Reading text: Begin

Mortgage approvals nearly back to pre-virus numbers
THE number of mortgage approvals last month was at its highest since February in an ‘astonishing’ recovery for the market.
Successful applications jumped from 40,000 in June to more than 66,000 in July. The figure is now more than seven times higher than in May, Bank of England data shows.
Mortgage approvals have grown from a low of 9,300 in May to 66,300 in July – just 10 per cent shy of pre-lockdown levels.
It means the market has almost recovered to its pre-Covid state in two months.
Experts said sales were likely to be ‘turbocharged’ by the Chancellor’s stamp duty holiday, but warned the end of the furlough scheme could stifle demand.
The housing market roared back to life after it was reopened in May following a seven-week ban on home moves.
Hugh Wade- Jones, managing director of Enness Global Mortgages, said the recovery was ‘astonishing given the dire position of the market just a few short months ago’.

Reading text: End
Entries provided: Begin

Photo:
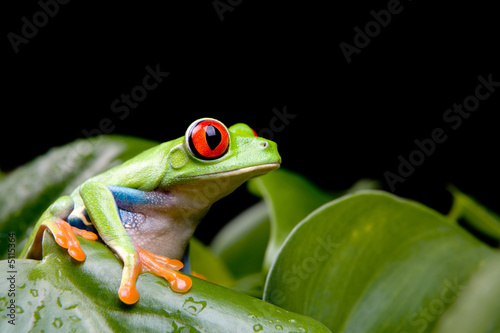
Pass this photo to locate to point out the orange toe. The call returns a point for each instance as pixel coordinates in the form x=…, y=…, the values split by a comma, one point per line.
x=181, y=283
x=128, y=294
x=166, y=268
x=66, y=239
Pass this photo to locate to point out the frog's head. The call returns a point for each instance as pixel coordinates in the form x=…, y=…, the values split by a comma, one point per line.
x=214, y=160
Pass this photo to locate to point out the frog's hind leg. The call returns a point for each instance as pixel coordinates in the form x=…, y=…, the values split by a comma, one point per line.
x=54, y=219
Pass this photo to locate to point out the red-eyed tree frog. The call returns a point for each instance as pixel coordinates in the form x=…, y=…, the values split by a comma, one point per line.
x=147, y=208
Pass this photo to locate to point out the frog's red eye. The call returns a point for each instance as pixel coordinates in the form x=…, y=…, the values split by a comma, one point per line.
x=208, y=139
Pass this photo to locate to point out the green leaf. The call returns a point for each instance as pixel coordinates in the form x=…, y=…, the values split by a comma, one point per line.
x=290, y=198
x=59, y=293
x=477, y=308
x=242, y=243
x=372, y=262
x=474, y=214
x=204, y=262
x=26, y=192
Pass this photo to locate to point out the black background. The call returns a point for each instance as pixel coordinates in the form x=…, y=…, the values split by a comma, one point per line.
x=352, y=120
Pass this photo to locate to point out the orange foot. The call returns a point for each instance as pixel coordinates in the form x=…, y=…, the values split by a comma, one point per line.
x=157, y=265
x=64, y=235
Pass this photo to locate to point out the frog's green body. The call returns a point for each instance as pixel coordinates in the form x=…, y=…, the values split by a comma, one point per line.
x=153, y=202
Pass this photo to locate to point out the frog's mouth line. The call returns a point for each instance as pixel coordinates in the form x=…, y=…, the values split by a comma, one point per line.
x=258, y=170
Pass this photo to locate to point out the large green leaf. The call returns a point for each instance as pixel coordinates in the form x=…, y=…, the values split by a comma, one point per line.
x=59, y=293
x=290, y=198
x=475, y=215
x=372, y=262
x=27, y=191
x=242, y=243
x=477, y=310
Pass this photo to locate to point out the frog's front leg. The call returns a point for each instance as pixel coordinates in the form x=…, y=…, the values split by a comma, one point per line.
x=54, y=219
x=103, y=212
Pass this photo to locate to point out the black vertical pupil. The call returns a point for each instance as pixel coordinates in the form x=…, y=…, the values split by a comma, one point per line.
x=213, y=136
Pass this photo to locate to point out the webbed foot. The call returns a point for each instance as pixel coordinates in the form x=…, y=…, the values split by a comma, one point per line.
x=154, y=264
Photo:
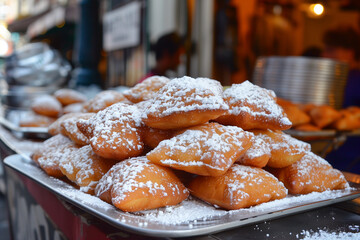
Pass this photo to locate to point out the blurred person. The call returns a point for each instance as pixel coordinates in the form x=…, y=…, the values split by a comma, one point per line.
x=168, y=50
x=343, y=44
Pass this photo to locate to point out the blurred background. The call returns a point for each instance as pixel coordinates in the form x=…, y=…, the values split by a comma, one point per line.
x=222, y=39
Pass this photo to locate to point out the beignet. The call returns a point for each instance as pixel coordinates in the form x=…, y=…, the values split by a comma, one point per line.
x=311, y=173
x=253, y=107
x=49, y=155
x=209, y=149
x=114, y=132
x=240, y=187
x=185, y=102
x=146, y=90
x=69, y=96
x=103, y=100
x=137, y=184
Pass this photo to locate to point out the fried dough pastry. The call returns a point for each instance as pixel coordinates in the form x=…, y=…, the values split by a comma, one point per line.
x=51, y=152
x=137, y=184
x=310, y=174
x=31, y=119
x=185, y=102
x=114, y=132
x=47, y=105
x=69, y=96
x=240, y=187
x=69, y=128
x=349, y=120
x=293, y=112
x=103, y=100
x=323, y=115
x=153, y=136
x=83, y=167
x=285, y=150
x=146, y=90
x=209, y=149
x=253, y=107
x=257, y=155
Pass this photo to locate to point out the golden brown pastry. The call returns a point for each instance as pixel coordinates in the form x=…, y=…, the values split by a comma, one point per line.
x=47, y=105
x=69, y=96
x=114, y=132
x=69, y=128
x=136, y=184
x=54, y=128
x=83, y=167
x=240, y=187
x=74, y=107
x=323, y=115
x=293, y=112
x=208, y=149
x=253, y=107
x=285, y=149
x=31, y=119
x=103, y=100
x=50, y=154
x=185, y=102
x=310, y=174
x=146, y=90
x=257, y=155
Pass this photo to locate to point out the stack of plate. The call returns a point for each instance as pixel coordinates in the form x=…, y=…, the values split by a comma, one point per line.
x=303, y=79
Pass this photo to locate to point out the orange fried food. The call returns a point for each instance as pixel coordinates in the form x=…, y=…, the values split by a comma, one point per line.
x=31, y=119
x=240, y=187
x=47, y=105
x=69, y=96
x=146, y=90
x=253, y=107
x=185, y=102
x=294, y=113
x=136, y=184
x=323, y=115
x=307, y=127
x=69, y=128
x=153, y=136
x=285, y=150
x=257, y=155
x=349, y=120
x=114, y=132
x=51, y=152
x=103, y=100
x=209, y=149
x=83, y=167
x=310, y=174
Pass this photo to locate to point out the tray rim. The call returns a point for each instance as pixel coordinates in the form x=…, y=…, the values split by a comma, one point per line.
x=170, y=233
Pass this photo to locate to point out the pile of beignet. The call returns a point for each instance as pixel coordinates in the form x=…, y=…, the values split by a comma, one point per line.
x=311, y=117
x=173, y=138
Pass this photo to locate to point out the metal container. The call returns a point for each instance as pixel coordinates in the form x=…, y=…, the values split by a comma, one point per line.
x=303, y=79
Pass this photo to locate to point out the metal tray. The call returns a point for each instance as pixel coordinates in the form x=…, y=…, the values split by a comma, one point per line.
x=204, y=219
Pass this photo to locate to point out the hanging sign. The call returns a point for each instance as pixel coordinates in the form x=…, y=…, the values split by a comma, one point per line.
x=121, y=27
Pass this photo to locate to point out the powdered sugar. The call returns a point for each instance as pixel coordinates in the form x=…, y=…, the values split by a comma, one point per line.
x=187, y=94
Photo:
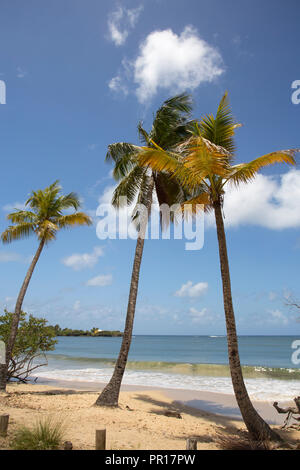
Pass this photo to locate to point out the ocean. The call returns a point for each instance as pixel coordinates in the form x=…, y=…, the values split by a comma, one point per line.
x=181, y=362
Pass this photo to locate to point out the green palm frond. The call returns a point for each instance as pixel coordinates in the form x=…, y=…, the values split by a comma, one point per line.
x=17, y=232
x=245, y=172
x=128, y=187
x=220, y=129
x=47, y=231
x=144, y=136
x=68, y=201
x=169, y=126
x=124, y=157
x=20, y=216
x=69, y=220
x=46, y=216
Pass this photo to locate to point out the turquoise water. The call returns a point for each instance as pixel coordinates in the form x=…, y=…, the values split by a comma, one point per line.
x=190, y=362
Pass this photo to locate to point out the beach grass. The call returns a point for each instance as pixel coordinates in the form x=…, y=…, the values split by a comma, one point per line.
x=46, y=434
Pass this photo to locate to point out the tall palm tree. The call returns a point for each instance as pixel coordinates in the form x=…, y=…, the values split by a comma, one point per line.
x=44, y=218
x=204, y=165
x=168, y=129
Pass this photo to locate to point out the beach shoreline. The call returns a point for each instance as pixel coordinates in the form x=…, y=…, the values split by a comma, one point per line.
x=212, y=402
x=139, y=423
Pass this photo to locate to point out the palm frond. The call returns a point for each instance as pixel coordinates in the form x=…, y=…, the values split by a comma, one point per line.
x=245, y=172
x=21, y=216
x=18, y=232
x=220, y=129
x=200, y=200
x=128, y=187
x=68, y=201
x=69, y=220
x=47, y=231
x=168, y=126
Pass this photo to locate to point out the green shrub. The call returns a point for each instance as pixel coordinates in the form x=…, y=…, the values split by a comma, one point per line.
x=45, y=435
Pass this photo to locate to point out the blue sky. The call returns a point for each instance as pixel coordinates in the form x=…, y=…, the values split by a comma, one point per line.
x=79, y=75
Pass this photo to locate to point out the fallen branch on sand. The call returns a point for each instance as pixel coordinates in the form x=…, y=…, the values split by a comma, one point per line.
x=291, y=412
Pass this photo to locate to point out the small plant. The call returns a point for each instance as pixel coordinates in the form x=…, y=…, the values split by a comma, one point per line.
x=45, y=435
x=241, y=443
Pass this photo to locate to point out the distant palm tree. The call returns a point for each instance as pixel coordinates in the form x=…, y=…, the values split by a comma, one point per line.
x=168, y=129
x=203, y=165
x=44, y=219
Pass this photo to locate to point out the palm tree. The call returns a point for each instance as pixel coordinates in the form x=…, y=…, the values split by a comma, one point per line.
x=168, y=129
x=204, y=165
x=44, y=217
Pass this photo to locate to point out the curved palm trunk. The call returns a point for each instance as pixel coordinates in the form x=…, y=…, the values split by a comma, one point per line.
x=110, y=394
x=257, y=427
x=16, y=317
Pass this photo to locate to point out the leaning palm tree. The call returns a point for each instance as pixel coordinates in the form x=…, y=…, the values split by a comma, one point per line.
x=44, y=217
x=168, y=129
x=204, y=165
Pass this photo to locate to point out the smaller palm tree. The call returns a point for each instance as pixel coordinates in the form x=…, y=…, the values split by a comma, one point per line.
x=44, y=218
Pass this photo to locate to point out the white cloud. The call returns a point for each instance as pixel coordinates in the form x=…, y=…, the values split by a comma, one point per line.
x=190, y=290
x=21, y=73
x=277, y=316
x=272, y=295
x=79, y=261
x=100, y=281
x=76, y=305
x=198, y=313
x=268, y=201
x=116, y=84
x=9, y=256
x=11, y=207
x=120, y=22
x=171, y=62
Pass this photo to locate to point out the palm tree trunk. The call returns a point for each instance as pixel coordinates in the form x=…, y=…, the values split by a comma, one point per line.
x=16, y=318
x=257, y=427
x=110, y=394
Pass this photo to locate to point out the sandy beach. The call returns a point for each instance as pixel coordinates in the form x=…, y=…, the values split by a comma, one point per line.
x=138, y=424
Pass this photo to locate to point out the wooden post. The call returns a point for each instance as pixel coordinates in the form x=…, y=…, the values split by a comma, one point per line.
x=3, y=425
x=100, y=439
x=191, y=444
x=68, y=445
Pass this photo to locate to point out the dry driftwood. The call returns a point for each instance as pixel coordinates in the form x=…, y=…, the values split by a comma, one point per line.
x=291, y=412
x=172, y=414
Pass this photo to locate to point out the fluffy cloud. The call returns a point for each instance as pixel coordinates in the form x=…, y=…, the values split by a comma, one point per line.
x=11, y=207
x=192, y=290
x=171, y=62
x=120, y=22
x=276, y=316
x=268, y=201
x=76, y=305
x=84, y=260
x=9, y=256
x=100, y=281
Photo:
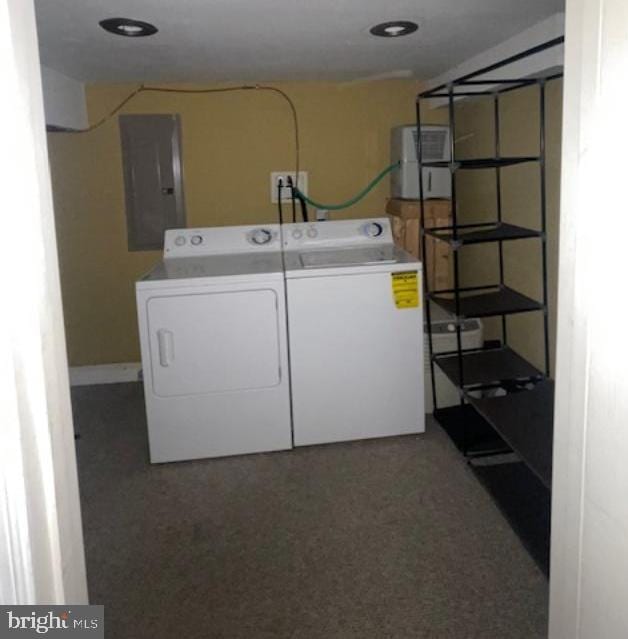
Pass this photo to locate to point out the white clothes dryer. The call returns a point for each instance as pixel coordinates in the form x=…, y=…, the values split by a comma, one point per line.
x=214, y=345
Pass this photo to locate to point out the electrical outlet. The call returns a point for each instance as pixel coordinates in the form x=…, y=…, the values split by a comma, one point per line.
x=275, y=176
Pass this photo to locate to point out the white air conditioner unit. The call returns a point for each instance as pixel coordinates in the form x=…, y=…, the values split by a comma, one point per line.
x=444, y=340
x=404, y=181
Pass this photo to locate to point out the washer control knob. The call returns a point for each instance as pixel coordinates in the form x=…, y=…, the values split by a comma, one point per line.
x=261, y=236
x=373, y=229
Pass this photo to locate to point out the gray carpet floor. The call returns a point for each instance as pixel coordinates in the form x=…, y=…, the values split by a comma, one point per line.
x=375, y=539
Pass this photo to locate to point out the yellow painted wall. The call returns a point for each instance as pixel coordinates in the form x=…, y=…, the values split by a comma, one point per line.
x=519, y=115
x=231, y=143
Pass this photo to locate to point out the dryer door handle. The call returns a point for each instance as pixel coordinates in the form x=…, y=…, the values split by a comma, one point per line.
x=165, y=340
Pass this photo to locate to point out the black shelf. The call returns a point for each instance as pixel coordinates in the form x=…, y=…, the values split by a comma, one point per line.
x=525, y=420
x=482, y=233
x=524, y=501
x=521, y=418
x=500, y=300
x=469, y=431
x=481, y=163
x=487, y=366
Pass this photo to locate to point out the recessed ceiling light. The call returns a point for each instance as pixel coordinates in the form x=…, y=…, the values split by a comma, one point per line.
x=128, y=27
x=394, y=29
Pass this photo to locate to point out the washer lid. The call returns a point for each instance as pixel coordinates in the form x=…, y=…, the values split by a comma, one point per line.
x=348, y=257
x=347, y=261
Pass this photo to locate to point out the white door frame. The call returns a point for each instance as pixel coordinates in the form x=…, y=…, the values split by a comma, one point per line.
x=41, y=542
x=589, y=563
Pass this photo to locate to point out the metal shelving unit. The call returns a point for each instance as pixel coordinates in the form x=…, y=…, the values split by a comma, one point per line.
x=506, y=403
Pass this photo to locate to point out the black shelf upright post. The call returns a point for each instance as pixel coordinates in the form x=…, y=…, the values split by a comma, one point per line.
x=454, y=220
x=543, y=177
x=498, y=188
x=426, y=286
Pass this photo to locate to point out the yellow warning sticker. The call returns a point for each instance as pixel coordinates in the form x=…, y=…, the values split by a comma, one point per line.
x=405, y=287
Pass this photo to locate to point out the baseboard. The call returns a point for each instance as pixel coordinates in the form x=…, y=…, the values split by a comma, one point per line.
x=105, y=374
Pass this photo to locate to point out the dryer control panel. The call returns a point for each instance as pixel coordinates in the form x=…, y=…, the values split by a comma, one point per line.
x=220, y=240
x=336, y=234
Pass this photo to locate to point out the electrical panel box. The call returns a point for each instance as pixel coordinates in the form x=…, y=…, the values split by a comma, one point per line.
x=404, y=181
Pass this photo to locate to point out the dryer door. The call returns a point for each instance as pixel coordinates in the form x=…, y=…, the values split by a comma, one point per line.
x=214, y=342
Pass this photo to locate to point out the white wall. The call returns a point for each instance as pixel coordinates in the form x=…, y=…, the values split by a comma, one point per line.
x=589, y=568
x=64, y=100
x=41, y=542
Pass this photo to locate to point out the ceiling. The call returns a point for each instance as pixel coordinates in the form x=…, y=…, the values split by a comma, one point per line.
x=264, y=40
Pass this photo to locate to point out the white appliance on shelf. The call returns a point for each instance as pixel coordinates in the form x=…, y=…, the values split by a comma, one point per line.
x=355, y=330
x=404, y=181
x=444, y=340
x=214, y=346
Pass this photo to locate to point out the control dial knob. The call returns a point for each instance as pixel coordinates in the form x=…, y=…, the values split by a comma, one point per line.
x=373, y=229
x=261, y=236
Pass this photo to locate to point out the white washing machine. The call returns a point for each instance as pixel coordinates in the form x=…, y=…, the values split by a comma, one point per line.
x=214, y=345
x=356, y=332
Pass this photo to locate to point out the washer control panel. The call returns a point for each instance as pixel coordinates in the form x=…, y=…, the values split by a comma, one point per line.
x=220, y=240
x=337, y=233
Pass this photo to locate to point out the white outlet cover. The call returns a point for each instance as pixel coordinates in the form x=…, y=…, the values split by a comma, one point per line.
x=285, y=194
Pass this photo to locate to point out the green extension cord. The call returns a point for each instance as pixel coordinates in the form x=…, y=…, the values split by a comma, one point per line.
x=353, y=200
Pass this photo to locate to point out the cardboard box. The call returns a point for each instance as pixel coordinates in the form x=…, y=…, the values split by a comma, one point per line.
x=405, y=216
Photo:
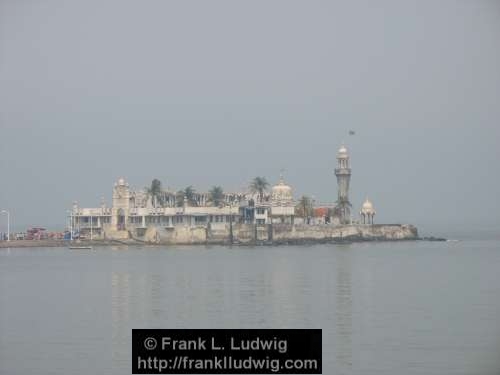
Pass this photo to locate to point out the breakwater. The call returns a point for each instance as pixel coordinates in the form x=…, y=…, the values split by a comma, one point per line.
x=241, y=234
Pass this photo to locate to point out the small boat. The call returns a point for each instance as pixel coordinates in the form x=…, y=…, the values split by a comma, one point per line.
x=80, y=247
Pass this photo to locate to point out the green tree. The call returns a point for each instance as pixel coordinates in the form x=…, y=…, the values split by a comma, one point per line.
x=216, y=196
x=189, y=194
x=304, y=207
x=155, y=193
x=259, y=186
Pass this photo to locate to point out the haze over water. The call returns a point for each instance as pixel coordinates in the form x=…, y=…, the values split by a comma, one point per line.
x=385, y=308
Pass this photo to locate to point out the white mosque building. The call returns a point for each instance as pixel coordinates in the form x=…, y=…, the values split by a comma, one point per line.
x=134, y=210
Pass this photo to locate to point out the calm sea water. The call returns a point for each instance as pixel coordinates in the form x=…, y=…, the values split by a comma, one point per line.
x=385, y=308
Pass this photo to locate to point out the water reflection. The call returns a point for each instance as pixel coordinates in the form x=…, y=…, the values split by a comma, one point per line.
x=343, y=311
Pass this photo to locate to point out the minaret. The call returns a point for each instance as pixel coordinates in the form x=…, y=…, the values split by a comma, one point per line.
x=343, y=173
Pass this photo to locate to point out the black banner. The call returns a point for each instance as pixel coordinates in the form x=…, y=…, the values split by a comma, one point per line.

Entries provided: End

# Your tasks
1. Extract the part of the article on mortgage approvals that opens with the words containing "It means the" and closes with "short months ago’.".
2. Answer these questions using the article on mortgage approvals.
(a) What was the low point for mortgage approvals in May?
(b) How long was the ban on home moves that preceded the market's reopening?
(c) The end of which scheme did experts warn could stifle demand?
This listing comes from a separate source unrelated to the article.

# Exercise responses
1.
It means the market has almost recovered to its pre-Covid state in two months.
Experts said sales were likely to be ‘turbocharged’ by the Chancellor’s stamp duty holiday, but warned the end of the furlough scheme could stifle demand.
The housing market roared back to life after it was reopened in May following a seven-week ban on home moves.
Hugh Wade- Jones, managing director of Enness Global Mortgages, said the recovery was ‘astonishing given the dire position of the market just a few short months ago’.

2.
(a) 9,300
(b) Seven weeks
(c) The furlough scheme